## EXTRACT

* * * * * * *

2 cloves garlic sliced thin, fried in oil + 4 tomatoes,
sliced and fried after the garlic is caramelizing,
+ dried basil, oregano and thyme....
cook the pasta, beginning before garlic,
at end add half a pound of scallops sliced into 1/4 inch to the tomatoes
and cook until opaque, about 2 minutes.
Toss with drained hot pasta and enjoy!
Ps: I used sunflower oil for this dish but olive, vegetable oil would work fine....
The original recipe and cooking instructions I got from
this cookbook by William-Sonoma: Italian Favorites
This vegan banana bread with cherries is so good!
I am meaning to ask my friend for the recipe...
I am trying to walk more, I am on day two now...
Presanctifed Liturgy tonight, such a blessing!
We played a game of Dominion afterwards at home,
my Husband won by 2 points!
***
Thank you for everyone who has been praying for my Aunt:
She did not need surgery for her broken bone and has been
transferred to a larger hospital to see if she needs any surgical procedure
for her heart; she has a more involved test for this tomorrow, Lord willing.
***
Well, that is all for tonight. I pray that each of you has
blessings from God in this day
and that He is protecting and carrying you.
May God have mercy on us and save us!
Walking more is a good idea! I'm just waiting for the slippery ice to subside. Where do you get your Miss Read books? My library got rid of all of her books, so I'd probably have to buy them on Amazon. God's blessings on you and your aunt!
ReplyDeleteI think we'd like the new recipe except for the scallops. Here we live in an area where there's so much sea food to choose from and neither of us like it.

* * * * * * *

## DATA FOR ANALYSIS
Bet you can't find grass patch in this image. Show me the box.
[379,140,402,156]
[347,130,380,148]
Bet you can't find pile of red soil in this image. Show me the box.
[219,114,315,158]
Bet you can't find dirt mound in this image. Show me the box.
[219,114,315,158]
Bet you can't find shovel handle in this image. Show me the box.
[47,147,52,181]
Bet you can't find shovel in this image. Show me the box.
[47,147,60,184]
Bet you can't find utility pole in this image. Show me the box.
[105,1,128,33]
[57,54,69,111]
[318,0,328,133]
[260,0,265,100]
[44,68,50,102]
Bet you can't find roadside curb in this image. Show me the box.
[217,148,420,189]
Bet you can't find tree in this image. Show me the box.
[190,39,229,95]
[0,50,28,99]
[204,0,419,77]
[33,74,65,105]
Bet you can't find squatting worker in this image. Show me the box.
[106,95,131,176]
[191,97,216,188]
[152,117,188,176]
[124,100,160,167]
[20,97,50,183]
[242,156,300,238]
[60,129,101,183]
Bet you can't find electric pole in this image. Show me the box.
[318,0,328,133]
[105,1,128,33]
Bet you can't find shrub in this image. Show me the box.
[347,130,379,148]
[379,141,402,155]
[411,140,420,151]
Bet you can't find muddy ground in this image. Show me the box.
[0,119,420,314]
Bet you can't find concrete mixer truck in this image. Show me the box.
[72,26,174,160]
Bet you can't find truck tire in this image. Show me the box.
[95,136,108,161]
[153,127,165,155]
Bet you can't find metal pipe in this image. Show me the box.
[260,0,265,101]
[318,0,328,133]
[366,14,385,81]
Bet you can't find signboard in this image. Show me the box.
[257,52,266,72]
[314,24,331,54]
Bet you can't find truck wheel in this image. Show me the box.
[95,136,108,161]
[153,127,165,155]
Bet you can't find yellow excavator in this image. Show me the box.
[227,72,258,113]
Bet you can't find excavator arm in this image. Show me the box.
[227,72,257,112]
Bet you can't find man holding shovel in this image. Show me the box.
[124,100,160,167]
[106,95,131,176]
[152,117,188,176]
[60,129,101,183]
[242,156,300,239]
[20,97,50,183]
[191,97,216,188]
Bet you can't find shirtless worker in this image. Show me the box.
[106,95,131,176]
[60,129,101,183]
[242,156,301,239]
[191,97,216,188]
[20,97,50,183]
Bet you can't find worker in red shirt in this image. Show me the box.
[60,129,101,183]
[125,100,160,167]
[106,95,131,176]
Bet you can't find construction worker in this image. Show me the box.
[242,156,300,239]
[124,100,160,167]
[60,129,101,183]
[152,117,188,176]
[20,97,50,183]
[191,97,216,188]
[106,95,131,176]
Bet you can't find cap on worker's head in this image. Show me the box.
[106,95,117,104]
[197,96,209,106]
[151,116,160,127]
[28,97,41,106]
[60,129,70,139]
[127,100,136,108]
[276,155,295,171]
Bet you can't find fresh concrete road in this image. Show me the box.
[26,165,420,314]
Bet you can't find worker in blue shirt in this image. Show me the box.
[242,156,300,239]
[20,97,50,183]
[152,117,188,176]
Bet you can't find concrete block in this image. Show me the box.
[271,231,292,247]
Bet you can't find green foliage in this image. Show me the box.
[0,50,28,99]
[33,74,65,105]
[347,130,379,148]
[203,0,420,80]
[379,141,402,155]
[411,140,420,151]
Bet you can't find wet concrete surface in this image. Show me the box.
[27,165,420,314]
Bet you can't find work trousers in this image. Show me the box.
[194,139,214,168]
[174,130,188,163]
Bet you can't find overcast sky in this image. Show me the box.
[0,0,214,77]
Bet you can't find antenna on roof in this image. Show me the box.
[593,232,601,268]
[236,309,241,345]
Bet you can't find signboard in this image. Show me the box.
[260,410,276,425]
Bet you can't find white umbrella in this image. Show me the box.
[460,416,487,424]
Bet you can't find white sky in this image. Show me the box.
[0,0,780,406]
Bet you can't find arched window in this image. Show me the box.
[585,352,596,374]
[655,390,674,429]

* * * * * * *

## TASK OBJECTIVE
According to the blog post, how long should the scallops cook with the tomatoes? Nothing in the data is needed here.

## ANSWER FOR THIS EXERCISE
Until opaque, about 2 minutes.